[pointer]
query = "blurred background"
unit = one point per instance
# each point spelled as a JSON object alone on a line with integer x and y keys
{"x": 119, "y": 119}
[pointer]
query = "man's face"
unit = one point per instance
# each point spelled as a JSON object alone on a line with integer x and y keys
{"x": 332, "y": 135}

* * * * * * *

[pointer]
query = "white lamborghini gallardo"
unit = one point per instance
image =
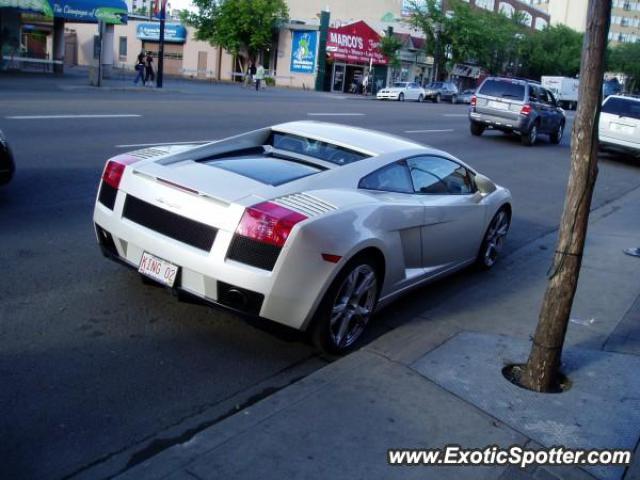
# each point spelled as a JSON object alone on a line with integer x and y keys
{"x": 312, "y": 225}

* * * * * * *

- _WHAT IS NEEDED_
Pull out each line of the rows above that contains the string "query". Letter case matters.

- _ANSWER TO THE PROBLEM_
query = "blurred background"
query = "man's face"
query = "white lamborghini gallardo"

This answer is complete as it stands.